[Text provided]
Segment Open

March 7, 2013 (around lunch) - Mike was talking to me but he was far away sounding. I remember asking about the girls and found out they were ok. My blood pressure was 158/105 and I remember feeling intense pain in my stomach. Most of the rest of the day I don't remember since I didn't have the normal c-section anesthesia but was knocked out.....around 2:30 they brought the girls in to see me. I can’t explain the emotions I felt when I held them for the first time or when Mike came and we held our children together. They even weighed 5 pounds 2.8 ounces and 5 pounds 2 ounces :) Such miracles, everything about this pregnancy was a miracle.....the only complication from the placenta abruption is that Eleora has slight anemia but we are giving her iron drops and she sleeps on with an apnea monitor and we are believing in her healing.


April 4, 2013 - The girls are 28 days old today. Looking back I see how much God had everything in place. If we hadn't been at the hospital already what would have happened if we had tried to drive the 2 hours to Mobile....Myself and the girls probably wouldn't have made it. If we had tried to drive to Andalusia what might have happened while waiting for the OR team and Dr. to get called in? God had us exactly where we needed to be for his timing and his purpose. I can't begin to thank everyone enough for all the prayers and support during the pregnancy. I can't begin to thank God enough for giving me two little girls. Today we weighed them again and they weigh 6 pounds 15 ounces and 7 pounds 3 ounces. God is so so good :)



Psalms 27


1 The Lord is my light and my salvation; whom shall I fear? the Lord is the strength of my life; of whom shall I be afraid? (My life Verse)
2 When the wicked, even mine enemies and my foes, came upon me to eat up my flesh, they stumbled and fell.
3 Though an host should encamp against me, my heart shall not fear: though war should rise against me, in this will I be confident.
4 One thing have I desired of the Lord, that will I seek after; that I may dwell in the house of the Lord all the days of my life, to behold the beauty of the Lord, and to enquire in his temple.
5 For in the time of trouble he shall hide me in his pavilion: in the secret of his tabernacle shall he hide me; he shall set me up upon a rock.
6 And now shall mine head be lifted up above mine enemies round about me: therefore will I offer in his tabernacle sacrifices of joy; I will sing, yea, I will sing praises unto the Lord.
7 Hear, O Lord, when I cry with my voice: have mercy also upon me, and answer me.
8 When thou saidst, Seek ye my face; my heart said unto thee, Thy face, Lord, will I seek.
9 Hide not thy face far from me; put not thy servant away in anger: thou hast been my help; leave me not, neither forsake me, O God of my salvation.
10 When my father and my mother forsake me, then the Lord will take me up.
11 Teach me thy way, O Lord, and lead me in a plain path, because of mine enemies.
12 Deliver me not over unto the will of mine enemies: for false witnesses are risen up against me, and such as breathe out cruelty.
13 I had fainted, unless I had believed to see the goodness of the Lord in the land of the living.
14 Wait on the Lord: be of good courage, and he shall strengthen thine heart: wait, I say, on the Lord.

Segment Closed

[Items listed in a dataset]
Segment Open

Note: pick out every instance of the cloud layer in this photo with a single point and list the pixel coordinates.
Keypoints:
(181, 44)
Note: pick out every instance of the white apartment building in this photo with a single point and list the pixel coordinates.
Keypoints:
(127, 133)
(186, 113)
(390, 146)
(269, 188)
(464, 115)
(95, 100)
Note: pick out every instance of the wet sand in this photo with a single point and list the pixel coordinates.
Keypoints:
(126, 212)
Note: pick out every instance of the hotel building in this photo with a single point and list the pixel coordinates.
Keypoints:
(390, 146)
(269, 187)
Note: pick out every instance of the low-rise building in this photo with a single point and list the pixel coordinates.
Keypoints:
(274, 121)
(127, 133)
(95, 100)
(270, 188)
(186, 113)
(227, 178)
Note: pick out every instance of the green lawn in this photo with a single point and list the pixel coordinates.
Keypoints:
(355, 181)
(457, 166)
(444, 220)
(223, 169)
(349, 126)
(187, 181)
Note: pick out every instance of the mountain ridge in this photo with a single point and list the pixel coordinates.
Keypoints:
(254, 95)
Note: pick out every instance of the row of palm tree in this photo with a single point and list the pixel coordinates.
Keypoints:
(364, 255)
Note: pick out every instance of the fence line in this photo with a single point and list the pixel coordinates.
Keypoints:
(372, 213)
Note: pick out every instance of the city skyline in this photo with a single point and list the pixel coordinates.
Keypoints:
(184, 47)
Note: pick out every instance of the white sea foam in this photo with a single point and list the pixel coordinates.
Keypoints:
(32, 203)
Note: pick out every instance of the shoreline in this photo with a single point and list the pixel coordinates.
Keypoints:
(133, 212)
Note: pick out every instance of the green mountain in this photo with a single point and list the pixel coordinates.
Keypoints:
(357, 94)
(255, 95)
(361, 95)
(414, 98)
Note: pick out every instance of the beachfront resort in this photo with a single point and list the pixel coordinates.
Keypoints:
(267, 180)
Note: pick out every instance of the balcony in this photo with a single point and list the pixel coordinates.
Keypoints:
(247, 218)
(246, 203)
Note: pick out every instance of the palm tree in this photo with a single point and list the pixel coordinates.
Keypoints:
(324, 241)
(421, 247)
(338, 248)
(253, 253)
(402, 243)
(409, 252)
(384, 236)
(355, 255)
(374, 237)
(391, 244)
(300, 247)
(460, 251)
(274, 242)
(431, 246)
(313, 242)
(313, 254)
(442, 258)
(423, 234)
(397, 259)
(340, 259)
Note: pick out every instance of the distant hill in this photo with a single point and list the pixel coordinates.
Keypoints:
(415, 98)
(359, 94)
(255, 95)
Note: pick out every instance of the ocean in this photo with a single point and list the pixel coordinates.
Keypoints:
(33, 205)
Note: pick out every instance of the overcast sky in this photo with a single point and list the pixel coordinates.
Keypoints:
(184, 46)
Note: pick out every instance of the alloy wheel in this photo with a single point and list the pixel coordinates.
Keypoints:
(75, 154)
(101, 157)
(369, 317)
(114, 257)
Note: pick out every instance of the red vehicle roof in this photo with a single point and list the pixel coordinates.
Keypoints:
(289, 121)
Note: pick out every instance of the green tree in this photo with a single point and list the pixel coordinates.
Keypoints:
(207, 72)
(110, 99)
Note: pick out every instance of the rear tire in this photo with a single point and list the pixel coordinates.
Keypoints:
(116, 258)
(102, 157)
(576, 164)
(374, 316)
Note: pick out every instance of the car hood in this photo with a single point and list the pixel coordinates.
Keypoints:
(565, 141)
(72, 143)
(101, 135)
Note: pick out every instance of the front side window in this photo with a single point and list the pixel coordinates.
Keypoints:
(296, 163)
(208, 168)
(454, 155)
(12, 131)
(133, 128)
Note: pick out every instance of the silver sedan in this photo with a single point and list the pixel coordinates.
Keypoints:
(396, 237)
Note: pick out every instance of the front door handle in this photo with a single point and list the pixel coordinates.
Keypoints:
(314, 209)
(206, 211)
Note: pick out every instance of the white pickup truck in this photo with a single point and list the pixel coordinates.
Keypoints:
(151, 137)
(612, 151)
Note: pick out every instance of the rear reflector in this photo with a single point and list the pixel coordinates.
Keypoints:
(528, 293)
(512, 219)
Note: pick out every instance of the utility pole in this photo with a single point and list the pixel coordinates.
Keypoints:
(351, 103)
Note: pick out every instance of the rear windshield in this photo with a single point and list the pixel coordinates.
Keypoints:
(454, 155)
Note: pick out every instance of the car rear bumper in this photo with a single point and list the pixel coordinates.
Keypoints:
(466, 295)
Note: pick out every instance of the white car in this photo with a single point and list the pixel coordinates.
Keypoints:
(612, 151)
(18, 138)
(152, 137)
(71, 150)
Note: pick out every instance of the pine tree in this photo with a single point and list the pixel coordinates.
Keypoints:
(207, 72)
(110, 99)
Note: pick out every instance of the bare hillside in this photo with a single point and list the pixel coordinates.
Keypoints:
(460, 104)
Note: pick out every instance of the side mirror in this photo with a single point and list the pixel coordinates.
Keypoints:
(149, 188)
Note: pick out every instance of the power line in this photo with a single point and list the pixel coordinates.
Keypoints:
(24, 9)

Segment Closed

[Your tasks]
(1) Decide whether each statement agrees with the journal text, answering yes or no and quoting the deciding words: (a) The girls were brought in to see the writer around 2:30. (b) The writer was given the normal c-section anesthesia. (c) On April 4, 2013, the girls were 28 days old.
(2) Quote the part of the journal text that opens with the words containing "1 The Lord is" and closes with "upon a rock.".
The records were drawn from a separate source.

[Task results]
(1)
(a) Yes: "around 2:30 they brought the girls in to see me"
(b) No: "I didn't have the normal c-section anesthesia but was knocked out"
(c) Yes: "The girls are 28 days old today."

(2)
1 The Lord is my light and my salvation; whom shall I fear? the Lord is the strength of my life; of whom shall I be afraid? (My life Verse)
2 When the wicked, even mine enemies and my foes, came upon me to eat up my flesh, they stumbled and fell.
3 Though an host should encamp against me, my heart shall not fear: though war should rise against me, in this will I be confident.
4 One thing have I desired of the Lord, that will I seek after; that I may dwell in the house of the Lord all the days of my life, to behold the beauty of the Lord, and to enquire in his temple.
5 For in the time of trouble he shall hide me in his pavilion: in the secret of his tabernacle shall he hide me; he shall set me up upon a rock.